## [Data]
────────────────────────────────────────

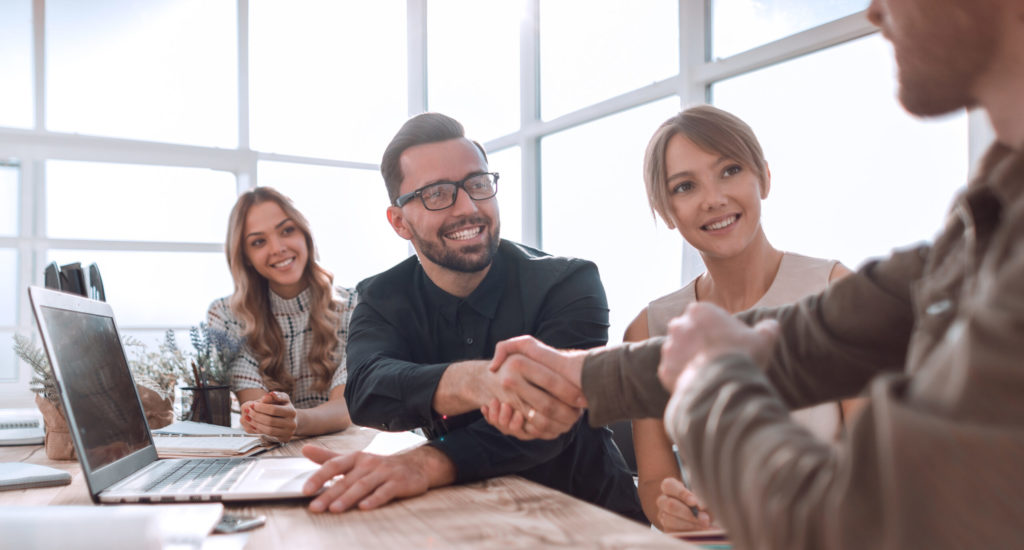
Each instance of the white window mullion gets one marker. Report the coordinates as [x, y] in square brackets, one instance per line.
[416, 17]
[243, 30]
[529, 109]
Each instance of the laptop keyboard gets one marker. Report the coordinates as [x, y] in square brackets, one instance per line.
[201, 475]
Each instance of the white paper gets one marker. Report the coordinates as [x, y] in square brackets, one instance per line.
[109, 527]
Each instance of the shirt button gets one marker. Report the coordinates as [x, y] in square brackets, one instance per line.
[939, 307]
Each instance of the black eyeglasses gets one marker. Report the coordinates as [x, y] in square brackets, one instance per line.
[443, 194]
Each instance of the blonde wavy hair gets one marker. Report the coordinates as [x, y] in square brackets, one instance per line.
[251, 300]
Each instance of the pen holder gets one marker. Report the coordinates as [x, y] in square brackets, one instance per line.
[211, 405]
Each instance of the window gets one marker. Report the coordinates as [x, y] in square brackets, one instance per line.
[8, 310]
[595, 207]
[741, 25]
[846, 182]
[347, 211]
[160, 71]
[8, 200]
[508, 163]
[473, 49]
[595, 49]
[156, 290]
[327, 79]
[15, 64]
[125, 202]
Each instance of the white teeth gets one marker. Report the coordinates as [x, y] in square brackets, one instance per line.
[721, 224]
[465, 234]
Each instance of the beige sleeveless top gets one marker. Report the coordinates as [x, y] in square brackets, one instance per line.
[798, 277]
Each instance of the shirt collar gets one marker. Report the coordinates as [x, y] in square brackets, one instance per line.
[484, 297]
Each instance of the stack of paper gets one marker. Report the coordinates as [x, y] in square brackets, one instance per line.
[186, 438]
[108, 527]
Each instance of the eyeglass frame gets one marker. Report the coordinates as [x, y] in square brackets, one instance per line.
[402, 200]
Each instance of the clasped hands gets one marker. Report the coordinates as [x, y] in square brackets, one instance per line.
[528, 390]
[544, 384]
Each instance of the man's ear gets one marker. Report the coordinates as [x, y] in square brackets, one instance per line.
[766, 184]
[397, 221]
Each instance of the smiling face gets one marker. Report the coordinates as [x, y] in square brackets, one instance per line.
[715, 202]
[462, 238]
[276, 248]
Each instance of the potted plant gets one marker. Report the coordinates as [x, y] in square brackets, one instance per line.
[206, 373]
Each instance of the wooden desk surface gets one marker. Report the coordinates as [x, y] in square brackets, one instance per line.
[504, 512]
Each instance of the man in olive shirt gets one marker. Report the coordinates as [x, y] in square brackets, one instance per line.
[933, 335]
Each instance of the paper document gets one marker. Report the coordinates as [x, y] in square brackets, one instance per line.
[109, 527]
[185, 438]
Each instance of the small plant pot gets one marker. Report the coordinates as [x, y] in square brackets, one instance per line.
[211, 405]
[57, 440]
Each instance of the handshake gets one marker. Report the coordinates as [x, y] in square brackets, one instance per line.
[531, 390]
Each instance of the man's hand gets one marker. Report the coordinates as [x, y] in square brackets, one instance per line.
[541, 395]
[705, 332]
[674, 508]
[373, 480]
[272, 414]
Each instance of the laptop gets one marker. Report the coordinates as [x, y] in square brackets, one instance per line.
[108, 424]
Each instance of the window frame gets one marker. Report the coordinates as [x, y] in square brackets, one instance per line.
[32, 147]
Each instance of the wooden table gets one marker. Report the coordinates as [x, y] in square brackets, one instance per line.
[503, 512]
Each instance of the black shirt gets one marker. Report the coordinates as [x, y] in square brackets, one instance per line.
[406, 331]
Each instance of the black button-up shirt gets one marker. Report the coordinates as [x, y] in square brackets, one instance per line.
[406, 331]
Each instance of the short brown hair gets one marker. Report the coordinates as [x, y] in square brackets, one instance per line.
[711, 129]
[423, 128]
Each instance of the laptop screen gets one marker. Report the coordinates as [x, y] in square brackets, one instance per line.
[97, 384]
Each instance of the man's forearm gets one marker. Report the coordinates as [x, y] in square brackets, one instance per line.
[621, 382]
[459, 390]
[434, 464]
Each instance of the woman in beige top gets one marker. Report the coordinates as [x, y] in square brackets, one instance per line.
[706, 176]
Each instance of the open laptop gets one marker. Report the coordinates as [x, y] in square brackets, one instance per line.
[109, 427]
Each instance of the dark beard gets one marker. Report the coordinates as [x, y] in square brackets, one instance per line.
[466, 260]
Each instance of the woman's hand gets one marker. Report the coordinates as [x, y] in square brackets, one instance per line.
[272, 414]
[675, 508]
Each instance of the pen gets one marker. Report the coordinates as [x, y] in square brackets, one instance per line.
[685, 478]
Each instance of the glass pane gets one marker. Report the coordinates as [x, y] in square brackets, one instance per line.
[156, 289]
[846, 185]
[465, 34]
[127, 202]
[8, 288]
[593, 186]
[740, 25]
[161, 70]
[508, 164]
[15, 64]
[8, 200]
[347, 211]
[613, 48]
[327, 78]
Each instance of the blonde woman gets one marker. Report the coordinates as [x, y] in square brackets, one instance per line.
[290, 377]
[706, 177]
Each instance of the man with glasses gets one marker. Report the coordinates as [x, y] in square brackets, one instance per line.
[422, 335]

────────────────────────────────────────

## [Required task]
The material above must be printed exactly, with its pictures left out.

## [Answer to the exercise]
Each instance of the white window mullion gets one marker. Report the coordinates as [x, y] in square brackets, one instance per line.
[416, 17]
[243, 30]
[529, 109]
Each instance of the laptop keyboard gets one marker. Report the coordinates as [x, y] in square brackets, one instance per line.
[201, 475]
Each instance of the white paper gets one marker. Report the coordinates as [x, y] in square brackets, one instance per line.
[109, 527]
Each instance of the shirt button gets one marker. Report the coordinates as [x, y] in square brackets, one instance per line.
[939, 307]
Each instance of the black eyeglasses gets one marker. Report the coordinates as [x, y] in square brackets, one instance per line.
[443, 194]
Each instance of the blonde wavy hair gets one marker. Report the coordinates as [x, y] in square brackets, one instance per line.
[251, 300]
Each instance of the pen holder gets one marker. Report the coordinates as [x, y] in square brackets, one instance per line.
[211, 405]
Each instance of the window gets one marker. Report the coordinates as [x, y] in square brackets, one instance per line.
[8, 310]
[595, 207]
[741, 25]
[846, 182]
[347, 211]
[160, 71]
[8, 200]
[508, 163]
[473, 49]
[595, 49]
[156, 290]
[327, 79]
[15, 64]
[125, 202]
Each instance of the white teeth gets one marker. Report the coordinates as [x, y] in square brackets, one instance per line.
[721, 224]
[465, 234]
Each instance of the beige sleeveless top gets one marker. Report the coordinates as [x, y] in square brackets, one instance per line.
[798, 277]
Each instance of the shirt collar gets one marker. Report the coordinates as [x, y] in square brackets, one instance per line.
[484, 297]
Each instance of the stack of paper gets one marker. Report the coordinates as [x, y] in square brackets, one instance per line.
[186, 438]
[108, 527]
Each instance of the eyeglass frame gets one marker. Report the coordinates as [x, y] in square brackets, one instance per line.
[402, 200]
Each instance of the clasped hands gets one marker. Report the coordinates as [x, y] in square brackets, one instance per line.
[528, 390]
[544, 384]
Each instance of the man's ear gets one marker. Report the coordinates as [x, y] in square brackets, one instance per line.
[766, 184]
[397, 221]
Each instance of the smiling face gets one marker. Report the coordinates as [x, y] in square brackets, one instance per line.
[715, 202]
[462, 238]
[276, 248]
Each instance of the potted plant gets one marker. Report the coordinates as [x, y] in square brackets, one instance per line.
[206, 373]
Each instance of the wooden desk surface gets one marker. Report the coordinates as [x, y] in square brackets, one instance per line.
[504, 512]
Each instance of the man in olive shirt gets one marker. Report the coordinates as [x, y] in square brackets, one instance per line.
[933, 335]
Each instance of the paper document gets one marker. Report the coordinates as [x, y] in square brackets, one instance per line.
[109, 527]
[185, 438]
Each instance of the small plant pot gets one marker. Report the coordinates as [x, y] in square brackets, one instance per line.
[211, 405]
[57, 440]
Each instance of the handshake gets one marker. Report the coordinates as [x, y] in square brackets, one instance per line.
[531, 390]
Each instance of the man's hand gets one marker. Report the coordinates as [x, y] in square brackets, one instance per line.
[541, 395]
[705, 332]
[674, 508]
[373, 480]
[272, 414]
Each instance of the laptop gets one marker. Report the coordinates as [x, y] in square brackets, one instance per line.
[108, 424]
Each instance of the window frame gets one marker. Report the coordinates as [x, y] in square brackets, one instance per line.
[32, 147]
Each instance of the wooden table gets one marker. Report the coordinates as [x, y] in square brackets, one instance per line.
[503, 512]
Each instance of the black shirt gets one marker. Report the coordinates as [x, y] in square brackets, one instance per line.
[406, 331]
Each instance of the black button-up shirt gets one marker. Report the coordinates as [x, y] in square brackets, one instance per line.
[406, 331]
Each instance of the short brown hair gets one marker. Report the coordinates as [x, y] in square brackets, one instance per line.
[711, 129]
[423, 128]
Each instance of the laptop screen gets one marker. Report the coordinates as [x, y] in square brackets, one instance per line.
[97, 384]
Each instance of the man's forearm gets one marker. Report the coordinates as [x, y] in square brackets, one instance per line.
[621, 382]
[459, 390]
[434, 464]
Each instance of the woman in beige top gets one marker. Report the coordinates as [x, y] in square brackets, one instance per line.
[706, 176]
Each instance of the open laptop gets one marker. Report the coordinates as [x, y] in square brackets, one instance per line.
[109, 427]
Each instance of the dark beard gets one marker. Report the coordinates as [x, y] in square brackets, one instance per line.
[466, 260]
Each instance of the woman's hand gets one marker. Report the coordinates as [x, y] in square brackets, one instance per line.
[272, 414]
[675, 508]
Each instance of the pen gets one marker. Report the coordinates as [x, y] in square brackets, one instance per line.
[685, 478]
Each instance of the glass pane gets one marker. Report the coordinates as [x, y] in square brackets, one instance per line.
[156, 289]
[846, 185]
[465, 34]
[127, 202]
[8, 288]
[593, 186]
[740, 25]
[161, 70]
[508, 164]
[15, 64]
[8, 200]
[347, 211]
[613, 48]
[327, 78]
Each instance of the blonde woman gets one marker. Report the coordinates as [x, y] in square brackets, one instance per line.
[290, 377]
[706, 177]
Each instance of the man with glasses gets one marker. Report the coordinates as [x, y] in square brackets, one instance per line.
[422, 335]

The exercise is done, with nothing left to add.